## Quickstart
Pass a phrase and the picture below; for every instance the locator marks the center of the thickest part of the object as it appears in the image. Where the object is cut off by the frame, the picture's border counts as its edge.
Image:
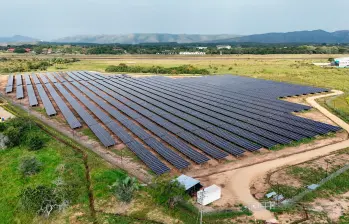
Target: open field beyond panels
(171, 123)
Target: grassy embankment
(297, 69)
(56, 155)
(313, 173)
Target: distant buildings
(219, 47)
(192, 53)
(341, 62)
(337, 62)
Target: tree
(126, 188)
(30, 166)
(42, 200)
(14, 135)
(35, 142)
(168, 192)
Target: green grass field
(297, 69)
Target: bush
(183, 69)
(42, 200)
(3, 141)
(126, 189)
(14, 136)
(30, 166)
(35, 142)
(168, 192)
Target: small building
(209, 195)
(341, 62)
(219, 47)
(190, 184)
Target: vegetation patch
(183, 69)
(25, 65)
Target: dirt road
(241, 179)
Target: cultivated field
(296, 69)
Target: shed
(209, 195)
(190, 184)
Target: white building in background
(192, 53)
(219, 47)
(341, 62)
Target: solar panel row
(168, 154)
(93, 124)
(9, 86)
(30, 90)
(231, 99)
(226, 146)
(67, 113)
(236, 93)
(300, 127)
(192, 154)
(44, 98)
(209, 102)
(206, 147)
(184, 106)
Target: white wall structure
(209, 195)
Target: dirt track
(240, 179)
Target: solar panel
(9, 86)
(67, 113)
(31, 94)
(166, 153)
(19, 92)
(19, 80)
(148, 158)
(99, 131)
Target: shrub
(3, 141)
(35, 142)
(183, 69)
(14, 136)
(30, 166)
(42, 200)
(168, 192)
(126, 189)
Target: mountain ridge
(312, 36)
(137, 38)
(18, 39)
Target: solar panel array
(9, 86)
(178, 120)
(30, 90)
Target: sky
(52, 19)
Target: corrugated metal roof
(187, 182)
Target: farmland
(292, 69)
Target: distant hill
(144, 38)
(17, 39)
(315, 36)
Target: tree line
(175, 48)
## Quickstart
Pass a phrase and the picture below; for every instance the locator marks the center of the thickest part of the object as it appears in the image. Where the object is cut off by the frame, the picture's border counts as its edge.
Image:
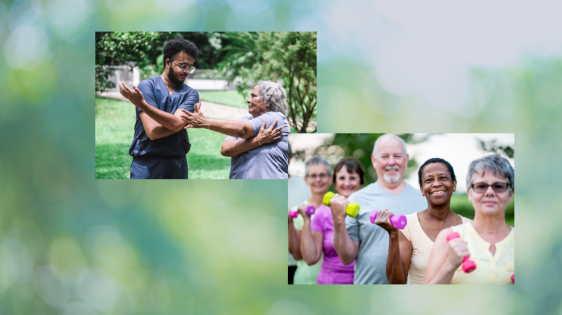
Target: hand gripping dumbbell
(351, 210)
(467, 264)
(398, 221)
(309, 210)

— About this task —
Skipping the pictures, transcribe each line above exactly as it appears.

— Task output —
## Quickstart
Pass a phrase and the picture below; for every instance the locator marks the center of the thickest part of the object as it appears in the image. Where the object is cut off by the frame, the picture's border counts as its edge.
Image:
Target: open field beyond panels
(171, 123)
Target: grassy embankment
(297, 69)
(56, 155)
(313, 173)
Target: distant buildings
(219, 47)
(192, 53)
(341, 62)
(337, 62)
Target: tree
(126, 188)
(30, 166)
(42, 200)
(14, 135)
(35, 142)
(168, 192)
Target: green grass field
(297, 69)
Target: bush
(183, 69)
(42, 200)
(3, 141)
(126, 189)
(14, 136)
(30, 166)
(35, 142)
(168, 192)
Target: small building
(209, 195)
(341, 62)
(219, 47)
(190, 184)
Target: vegetation patch
(183, 69)
(25, 65)
Target: dirt road
(241, 179)
Target: cultivated field
(296, 69)
Target: shed
(209, 195)
(190, 184)
Target: white building in background
(192, 53)
(219, 47)
(341, 62)
Target: solar panel row
(168, 154)
(93, 124)
(9, 86)
(30, 90)
(231, 99)
(226, 146)
(67, 113)
(236, 93)
(300, 127)
(192, 154)
(44, 98)
(209, 102)
(206, 147)
(184, 106)
Target: white wall structure
(209, 195)
Target: dirt track
(240, 179)
Target: solar panel
(9, 86)
(67, 113)
(31, 94)
(166, 153)
(19, 92)
(19, 80)
(148, 158)
(99, 131)
Target: shrub
(3, 141)
(35, 142)
(183, 69)
(14, 136)
(30, 166)
(42, 200)
(168, 192)
(126, 189)
Target: mountain ridge
(312, 36)
(137, 38)
(18, 39)
Target: solar panel array
(9, 86)
(178, 120)
(30, 90)
Target: sky
(52, 19)
Target: corrugated metal roof
(187, 182)
Target: farmland
(292, 69)
Target: distant hill
(144, 38)
(17, 39)
(315, 36)
Target: tree line
(175, 48)
## Quickstart
Pass a phrase and the picture below; for every instance the locator marks the center of the thickest part of the object as it appears in the image. Where the object is cut off by the frame, the picture's border counts as its edge.
Image:
Target: hand gripping dumbbell
(351, 210)
(467, 264)
(398, 221)
(309, 210)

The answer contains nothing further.